[PROVIDED INFORMATION]
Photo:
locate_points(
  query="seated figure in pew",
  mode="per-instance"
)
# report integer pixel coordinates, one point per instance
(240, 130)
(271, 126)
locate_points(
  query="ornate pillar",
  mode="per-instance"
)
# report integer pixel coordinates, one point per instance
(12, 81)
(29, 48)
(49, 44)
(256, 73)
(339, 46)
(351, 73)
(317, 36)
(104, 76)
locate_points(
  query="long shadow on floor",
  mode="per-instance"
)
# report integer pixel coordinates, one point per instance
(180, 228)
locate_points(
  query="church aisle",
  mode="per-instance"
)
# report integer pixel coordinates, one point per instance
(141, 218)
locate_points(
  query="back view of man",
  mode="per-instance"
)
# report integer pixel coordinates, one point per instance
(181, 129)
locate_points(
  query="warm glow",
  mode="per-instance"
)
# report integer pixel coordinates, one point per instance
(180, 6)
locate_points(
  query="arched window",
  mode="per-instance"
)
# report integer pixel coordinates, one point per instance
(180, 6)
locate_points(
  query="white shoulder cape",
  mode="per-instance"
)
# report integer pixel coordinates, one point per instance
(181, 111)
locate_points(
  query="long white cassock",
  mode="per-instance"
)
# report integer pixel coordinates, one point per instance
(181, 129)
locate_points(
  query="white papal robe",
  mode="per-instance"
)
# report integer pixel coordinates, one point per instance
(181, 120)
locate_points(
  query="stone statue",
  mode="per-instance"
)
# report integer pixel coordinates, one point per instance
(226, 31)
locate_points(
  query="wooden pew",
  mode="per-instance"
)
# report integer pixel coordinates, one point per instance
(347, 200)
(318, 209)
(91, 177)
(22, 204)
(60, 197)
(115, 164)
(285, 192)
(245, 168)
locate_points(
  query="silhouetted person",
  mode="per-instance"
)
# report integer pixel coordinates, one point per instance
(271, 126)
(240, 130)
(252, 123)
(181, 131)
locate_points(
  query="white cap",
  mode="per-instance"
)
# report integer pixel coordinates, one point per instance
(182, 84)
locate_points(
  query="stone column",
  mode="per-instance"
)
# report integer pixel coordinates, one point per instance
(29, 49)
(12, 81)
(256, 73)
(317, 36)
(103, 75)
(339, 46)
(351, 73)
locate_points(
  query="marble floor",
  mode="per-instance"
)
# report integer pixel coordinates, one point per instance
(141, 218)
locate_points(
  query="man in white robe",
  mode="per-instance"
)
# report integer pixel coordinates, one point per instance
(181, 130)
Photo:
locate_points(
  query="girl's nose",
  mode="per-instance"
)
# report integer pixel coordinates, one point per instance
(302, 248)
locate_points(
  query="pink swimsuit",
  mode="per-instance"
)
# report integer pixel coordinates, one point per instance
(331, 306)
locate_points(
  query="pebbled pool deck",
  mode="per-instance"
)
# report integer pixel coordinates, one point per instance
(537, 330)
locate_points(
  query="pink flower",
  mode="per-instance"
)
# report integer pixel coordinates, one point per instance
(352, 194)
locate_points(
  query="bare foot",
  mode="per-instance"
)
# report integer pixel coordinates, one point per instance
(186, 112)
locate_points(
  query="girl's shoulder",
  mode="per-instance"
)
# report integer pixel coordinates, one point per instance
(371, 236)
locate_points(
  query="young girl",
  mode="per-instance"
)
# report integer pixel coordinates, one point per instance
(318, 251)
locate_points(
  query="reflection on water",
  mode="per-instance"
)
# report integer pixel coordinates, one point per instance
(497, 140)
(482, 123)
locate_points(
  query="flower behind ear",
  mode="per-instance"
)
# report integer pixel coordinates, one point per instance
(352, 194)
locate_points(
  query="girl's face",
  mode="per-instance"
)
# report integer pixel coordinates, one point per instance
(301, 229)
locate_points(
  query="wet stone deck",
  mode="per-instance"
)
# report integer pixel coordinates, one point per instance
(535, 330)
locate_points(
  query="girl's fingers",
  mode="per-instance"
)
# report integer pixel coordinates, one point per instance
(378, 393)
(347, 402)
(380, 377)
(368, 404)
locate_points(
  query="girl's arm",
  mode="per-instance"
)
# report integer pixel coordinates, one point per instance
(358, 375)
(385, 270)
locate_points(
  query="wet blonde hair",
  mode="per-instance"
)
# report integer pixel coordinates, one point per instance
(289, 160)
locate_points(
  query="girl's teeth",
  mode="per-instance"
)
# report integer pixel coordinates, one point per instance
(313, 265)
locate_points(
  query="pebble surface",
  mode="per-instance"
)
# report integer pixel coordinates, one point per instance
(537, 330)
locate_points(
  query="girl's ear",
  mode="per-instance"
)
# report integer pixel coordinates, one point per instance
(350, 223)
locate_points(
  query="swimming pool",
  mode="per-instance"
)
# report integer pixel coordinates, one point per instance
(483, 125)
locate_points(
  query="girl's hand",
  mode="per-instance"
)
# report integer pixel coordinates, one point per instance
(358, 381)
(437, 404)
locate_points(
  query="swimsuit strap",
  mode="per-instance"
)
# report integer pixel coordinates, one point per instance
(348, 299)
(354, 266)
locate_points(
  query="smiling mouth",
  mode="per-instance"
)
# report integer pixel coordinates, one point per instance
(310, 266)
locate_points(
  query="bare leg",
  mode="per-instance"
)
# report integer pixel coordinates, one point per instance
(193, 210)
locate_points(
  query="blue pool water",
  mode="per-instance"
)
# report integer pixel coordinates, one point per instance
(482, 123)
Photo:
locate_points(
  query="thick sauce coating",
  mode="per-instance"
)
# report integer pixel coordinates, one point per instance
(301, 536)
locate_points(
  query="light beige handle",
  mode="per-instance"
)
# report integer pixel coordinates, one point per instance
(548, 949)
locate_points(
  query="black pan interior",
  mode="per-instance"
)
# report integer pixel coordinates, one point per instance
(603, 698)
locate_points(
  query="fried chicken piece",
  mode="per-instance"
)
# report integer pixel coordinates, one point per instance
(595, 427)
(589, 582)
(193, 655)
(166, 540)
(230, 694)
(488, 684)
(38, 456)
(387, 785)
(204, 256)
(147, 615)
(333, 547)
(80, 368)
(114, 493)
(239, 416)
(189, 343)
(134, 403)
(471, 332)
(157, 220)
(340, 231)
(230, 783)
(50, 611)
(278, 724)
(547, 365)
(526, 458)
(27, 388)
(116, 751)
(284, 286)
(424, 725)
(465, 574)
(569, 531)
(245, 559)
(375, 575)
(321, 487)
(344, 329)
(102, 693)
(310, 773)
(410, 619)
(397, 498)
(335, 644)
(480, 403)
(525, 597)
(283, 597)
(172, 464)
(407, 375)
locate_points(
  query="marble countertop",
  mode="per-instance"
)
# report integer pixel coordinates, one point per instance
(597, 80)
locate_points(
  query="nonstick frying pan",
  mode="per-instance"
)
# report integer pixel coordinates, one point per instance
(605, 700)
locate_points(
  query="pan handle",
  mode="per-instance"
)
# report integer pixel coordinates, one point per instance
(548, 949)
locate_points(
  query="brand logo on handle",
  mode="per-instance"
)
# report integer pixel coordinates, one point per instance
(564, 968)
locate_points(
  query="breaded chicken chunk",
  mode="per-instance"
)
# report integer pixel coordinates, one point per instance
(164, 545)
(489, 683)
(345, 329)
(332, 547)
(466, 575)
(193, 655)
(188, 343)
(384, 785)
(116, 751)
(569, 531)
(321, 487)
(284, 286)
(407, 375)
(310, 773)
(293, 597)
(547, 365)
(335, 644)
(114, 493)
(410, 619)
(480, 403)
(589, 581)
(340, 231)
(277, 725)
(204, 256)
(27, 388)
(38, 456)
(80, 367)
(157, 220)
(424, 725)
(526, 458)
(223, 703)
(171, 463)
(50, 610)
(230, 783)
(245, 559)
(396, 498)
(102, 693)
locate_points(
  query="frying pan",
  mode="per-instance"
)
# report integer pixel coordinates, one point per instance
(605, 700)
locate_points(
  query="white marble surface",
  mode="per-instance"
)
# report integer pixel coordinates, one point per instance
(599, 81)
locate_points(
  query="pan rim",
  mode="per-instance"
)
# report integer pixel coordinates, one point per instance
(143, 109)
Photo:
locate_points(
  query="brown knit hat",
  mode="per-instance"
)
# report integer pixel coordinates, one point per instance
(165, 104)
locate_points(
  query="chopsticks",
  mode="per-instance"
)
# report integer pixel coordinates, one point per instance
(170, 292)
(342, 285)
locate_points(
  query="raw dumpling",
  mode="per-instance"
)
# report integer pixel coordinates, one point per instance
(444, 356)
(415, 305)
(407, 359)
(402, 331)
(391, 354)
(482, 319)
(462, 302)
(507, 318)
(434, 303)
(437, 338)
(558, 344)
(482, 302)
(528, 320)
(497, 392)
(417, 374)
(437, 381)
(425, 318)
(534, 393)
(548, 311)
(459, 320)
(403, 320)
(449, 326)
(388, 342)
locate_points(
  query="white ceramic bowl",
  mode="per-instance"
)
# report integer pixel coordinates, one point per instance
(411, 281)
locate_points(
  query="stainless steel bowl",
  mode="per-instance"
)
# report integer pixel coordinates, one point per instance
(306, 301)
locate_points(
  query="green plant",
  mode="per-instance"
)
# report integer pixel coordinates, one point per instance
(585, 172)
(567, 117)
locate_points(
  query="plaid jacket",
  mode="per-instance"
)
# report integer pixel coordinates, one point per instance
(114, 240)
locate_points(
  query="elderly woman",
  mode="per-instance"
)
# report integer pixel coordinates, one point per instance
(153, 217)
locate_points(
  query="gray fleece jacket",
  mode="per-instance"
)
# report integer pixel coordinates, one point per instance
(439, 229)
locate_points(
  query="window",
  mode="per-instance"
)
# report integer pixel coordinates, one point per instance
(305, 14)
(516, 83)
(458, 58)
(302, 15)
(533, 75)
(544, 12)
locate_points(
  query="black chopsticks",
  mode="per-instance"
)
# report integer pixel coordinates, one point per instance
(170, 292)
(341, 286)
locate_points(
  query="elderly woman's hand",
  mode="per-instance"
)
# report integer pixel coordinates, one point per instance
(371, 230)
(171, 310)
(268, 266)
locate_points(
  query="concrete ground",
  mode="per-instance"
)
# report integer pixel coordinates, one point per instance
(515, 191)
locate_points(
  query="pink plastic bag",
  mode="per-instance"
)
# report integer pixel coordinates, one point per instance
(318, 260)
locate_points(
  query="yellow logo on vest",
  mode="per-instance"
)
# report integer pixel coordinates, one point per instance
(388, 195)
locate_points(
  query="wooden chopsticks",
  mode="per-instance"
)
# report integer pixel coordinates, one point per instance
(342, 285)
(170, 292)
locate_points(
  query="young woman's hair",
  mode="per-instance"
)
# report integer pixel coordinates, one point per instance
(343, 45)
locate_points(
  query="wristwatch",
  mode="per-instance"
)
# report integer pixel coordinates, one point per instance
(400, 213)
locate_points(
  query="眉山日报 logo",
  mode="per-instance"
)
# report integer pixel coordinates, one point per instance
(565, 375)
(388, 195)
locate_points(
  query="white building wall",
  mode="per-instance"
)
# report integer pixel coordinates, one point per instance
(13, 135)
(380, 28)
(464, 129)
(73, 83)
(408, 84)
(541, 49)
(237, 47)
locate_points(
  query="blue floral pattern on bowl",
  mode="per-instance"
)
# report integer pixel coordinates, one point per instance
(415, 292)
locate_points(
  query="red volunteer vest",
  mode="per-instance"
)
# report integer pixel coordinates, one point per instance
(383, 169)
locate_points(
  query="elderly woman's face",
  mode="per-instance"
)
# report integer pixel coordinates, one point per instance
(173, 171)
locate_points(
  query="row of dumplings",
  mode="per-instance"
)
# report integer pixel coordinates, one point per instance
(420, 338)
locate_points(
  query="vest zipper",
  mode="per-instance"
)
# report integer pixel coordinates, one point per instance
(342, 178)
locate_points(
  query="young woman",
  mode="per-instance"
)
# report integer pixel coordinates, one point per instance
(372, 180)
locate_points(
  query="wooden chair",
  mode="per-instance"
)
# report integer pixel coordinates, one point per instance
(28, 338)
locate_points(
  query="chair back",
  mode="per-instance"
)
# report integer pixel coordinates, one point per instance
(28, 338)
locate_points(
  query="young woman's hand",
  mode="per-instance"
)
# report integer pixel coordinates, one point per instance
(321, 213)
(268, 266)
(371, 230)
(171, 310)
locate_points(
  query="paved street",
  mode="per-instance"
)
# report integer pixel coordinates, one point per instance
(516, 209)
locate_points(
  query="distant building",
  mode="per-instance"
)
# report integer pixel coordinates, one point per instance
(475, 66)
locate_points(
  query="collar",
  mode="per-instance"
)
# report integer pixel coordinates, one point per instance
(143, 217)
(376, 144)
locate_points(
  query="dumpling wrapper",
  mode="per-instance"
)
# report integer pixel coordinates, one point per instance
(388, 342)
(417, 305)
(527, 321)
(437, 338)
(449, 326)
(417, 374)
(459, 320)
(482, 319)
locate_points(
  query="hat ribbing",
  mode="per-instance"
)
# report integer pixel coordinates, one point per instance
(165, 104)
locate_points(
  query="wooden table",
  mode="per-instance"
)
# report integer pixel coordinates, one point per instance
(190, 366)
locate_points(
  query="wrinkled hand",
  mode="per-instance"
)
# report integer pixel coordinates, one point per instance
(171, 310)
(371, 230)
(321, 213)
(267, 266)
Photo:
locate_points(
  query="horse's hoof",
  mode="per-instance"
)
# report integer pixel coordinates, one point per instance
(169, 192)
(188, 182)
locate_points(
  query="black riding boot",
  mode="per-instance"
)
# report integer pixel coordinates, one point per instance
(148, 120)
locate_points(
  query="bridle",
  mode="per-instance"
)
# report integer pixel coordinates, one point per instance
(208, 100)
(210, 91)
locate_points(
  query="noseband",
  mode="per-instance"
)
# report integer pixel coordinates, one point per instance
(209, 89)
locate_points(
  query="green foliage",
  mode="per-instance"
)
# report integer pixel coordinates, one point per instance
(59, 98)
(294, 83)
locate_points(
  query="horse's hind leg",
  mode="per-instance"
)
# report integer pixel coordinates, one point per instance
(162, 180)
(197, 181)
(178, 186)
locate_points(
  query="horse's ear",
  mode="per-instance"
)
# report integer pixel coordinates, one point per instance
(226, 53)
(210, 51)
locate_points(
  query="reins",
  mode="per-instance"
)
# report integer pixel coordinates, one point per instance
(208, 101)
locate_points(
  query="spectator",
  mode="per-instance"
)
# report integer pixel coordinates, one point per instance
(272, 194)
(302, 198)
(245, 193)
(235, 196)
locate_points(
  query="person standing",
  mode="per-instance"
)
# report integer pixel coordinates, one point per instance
[/PROVIDED INFORMATION]
Where a line in the data contains the string "robe", add it to your count, and give only the final number.

> _EXERCISE RESPONSE_
2